Provided data
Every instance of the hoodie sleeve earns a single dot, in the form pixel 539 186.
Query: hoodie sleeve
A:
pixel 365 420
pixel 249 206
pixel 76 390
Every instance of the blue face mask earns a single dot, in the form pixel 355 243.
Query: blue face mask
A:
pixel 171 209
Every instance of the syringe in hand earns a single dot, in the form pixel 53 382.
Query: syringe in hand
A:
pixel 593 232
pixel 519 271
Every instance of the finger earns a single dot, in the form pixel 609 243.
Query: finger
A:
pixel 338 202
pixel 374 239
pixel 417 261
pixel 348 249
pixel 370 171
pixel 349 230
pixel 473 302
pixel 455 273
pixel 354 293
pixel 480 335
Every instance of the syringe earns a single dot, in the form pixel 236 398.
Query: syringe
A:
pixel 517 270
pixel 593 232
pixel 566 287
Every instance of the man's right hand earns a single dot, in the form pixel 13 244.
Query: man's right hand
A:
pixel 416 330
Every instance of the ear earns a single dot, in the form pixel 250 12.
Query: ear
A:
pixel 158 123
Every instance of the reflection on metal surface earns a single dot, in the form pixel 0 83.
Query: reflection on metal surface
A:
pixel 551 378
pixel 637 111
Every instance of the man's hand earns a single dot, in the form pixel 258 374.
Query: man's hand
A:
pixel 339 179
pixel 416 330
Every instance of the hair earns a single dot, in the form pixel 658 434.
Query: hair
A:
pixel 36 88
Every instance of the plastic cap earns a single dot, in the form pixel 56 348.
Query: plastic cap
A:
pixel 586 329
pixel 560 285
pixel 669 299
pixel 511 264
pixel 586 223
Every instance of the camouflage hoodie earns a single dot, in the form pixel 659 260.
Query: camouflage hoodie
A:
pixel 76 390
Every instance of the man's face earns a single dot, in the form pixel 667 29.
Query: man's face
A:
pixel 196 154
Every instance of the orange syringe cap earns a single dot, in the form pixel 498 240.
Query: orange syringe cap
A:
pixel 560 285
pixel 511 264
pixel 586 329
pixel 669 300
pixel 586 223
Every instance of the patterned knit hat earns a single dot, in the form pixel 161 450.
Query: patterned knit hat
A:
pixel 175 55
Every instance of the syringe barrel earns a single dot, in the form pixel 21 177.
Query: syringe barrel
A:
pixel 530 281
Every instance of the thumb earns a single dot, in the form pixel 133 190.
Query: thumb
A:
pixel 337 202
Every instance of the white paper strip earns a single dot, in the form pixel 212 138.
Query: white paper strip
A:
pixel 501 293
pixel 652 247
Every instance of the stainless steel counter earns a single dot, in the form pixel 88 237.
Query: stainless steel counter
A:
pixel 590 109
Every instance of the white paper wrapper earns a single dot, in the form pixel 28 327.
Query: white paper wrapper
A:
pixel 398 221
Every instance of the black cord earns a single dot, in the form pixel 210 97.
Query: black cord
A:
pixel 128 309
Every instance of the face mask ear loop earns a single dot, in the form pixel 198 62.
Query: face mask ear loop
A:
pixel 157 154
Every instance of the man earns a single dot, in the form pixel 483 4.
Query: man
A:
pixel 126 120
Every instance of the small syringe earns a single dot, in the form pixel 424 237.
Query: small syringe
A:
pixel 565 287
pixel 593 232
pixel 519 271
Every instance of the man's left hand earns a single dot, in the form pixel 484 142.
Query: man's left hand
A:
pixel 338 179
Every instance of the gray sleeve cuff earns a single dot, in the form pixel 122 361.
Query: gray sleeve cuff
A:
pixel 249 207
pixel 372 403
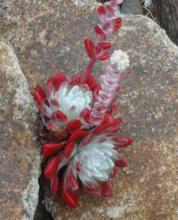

Work instructions
Would you repeat the material exactly, keeping out any pictures?

Reply
Every instance of the hoodie sleeve earns a single dot, in the form pixel 539 186.
Query: hoodie sleeve
A:
pixel 365 420
pixel 249 206
pixel 76 390
Every instance of the blue face mask earns a single dot, in the form pixel 355 243.
Query: blue face mask
A:
pixel 171 209
Every instance of the syringe in hand earns a single dot, in the form pixel 53 382.
Query: syringe in hand
A:
pixel 593 232
pixel 519 271
Every instance of the finger earns a single dot, in the form pixel 609 243.
Query: finger
A:
pixel 338 202
pixel 374 239
pixel 417 261
pixel 348 249
pixel 370 171
pixel 349 230
pixel 473 302
pixel 455 273
pixel 354 293
pixel 480 335
Every instance of the syringe earns a single dot, in the form pixel 236 398.
Query: syringe
A:
pixel 517 270
pixel 593 232
pixel 566 287
Every instance of the man's right hand earns a single dot, in the form pixel 13 244.
Query: man's right hand
A:
pixel 416 330
Every instance of the ear earns a single dot, in the form pixel 250 12.
Query: ear
A:
pixel 158 123
Every instance of the reflection on metal surface earns a single dot, in the form pixel 0 83.
Query: reflection on metal surface
A:
pixel 551 378
pixel 637 111
Every instance of the man's hand earns a single dot, in the form pixel 258 374.
Query: man's hand
A:
pixel 339 179
pixel 416 330
Every instance of the hair earns a single dot, in the form pixel 658 434.
Query: hair
A:
pixel 36 88
Every instance of the plastic cap earns a single dot, in the form pixel 56 348.
Query: plastic cap
A:
pixel 586 329
pixel 560 285
pixel 669 299
pixel 511 264
pixel 586 223
Every instance of the camouflage hoodie earns a single dot, in the form pixel 659 260.
Query: camouflage hoodie
A:
pixel 76 390
Every instance of the man's face earns a single dot, in the form pixel 667 29.
Query: man's face
A:
pixel 196 154
Every instance of the orange syringe cap earns a single dot, in the form pixel 498 240.
Query: orange syringe cap
A:
pixel 560 285
pixel 511 264
pixel 586 329
pixel 669 300
pixel 586 223
Every instance of the patterned knit hat earns a single dot, in the form pixel 161 450.
Query: patterned knit hat
A:
pixel 175 55
Every instance of the syringe barrel earns a single dot, in the form pixel 21 177.
Query: syringe barrel
A:
pixel 530 281
Every instance of the thumb earns a single dot, in the form pixel 133 190.
Query: thumb
A:
pixel 337 202
Every instance of the white paper strip earns a single dot, in the form pixel 212 138.
Query: white paper strip
A:
pixel 501 293
pixel 652 247
Every instance of the stainless steel counter earns a single dot, in the form pixel 88 237.
Query: stainless steel counter
A:
pixel 590 109
Every instance of the white paper wrapper earns a single dot, in the form pixel 28 327.
Query: white paper wrapper
A:
pixel 398 221
Every instance of the black cord earns a single dot, in the form pixel 210 97.
Query: black cord
A:
pixel 128 309
Every instance of the face mask ear loop earns a single dot, in the form pixel 198 62.
Query: face mask ear loop
A:
pixel 157 154
Every instance of the man earns a single dot, in the form pixel 483 4.
Query: man
A:
pixel 126 120
Every instance of the small syringe earns a single dot, in the form pixel 424 237.
Query: small syringe
A:
pixel 565 287
pixel 593 232
pixel 519 271
Every instance of the man's left hand earns a single dot, in the form pixel 484 142.
Query: man's left hand
A:
pixel 338 179
Every instance of the gray sleeve cuff earns a single dot, in the form pixel 122 361.
Query: gray sleeve cuff
A:
pixel 249 207
pixel 372 403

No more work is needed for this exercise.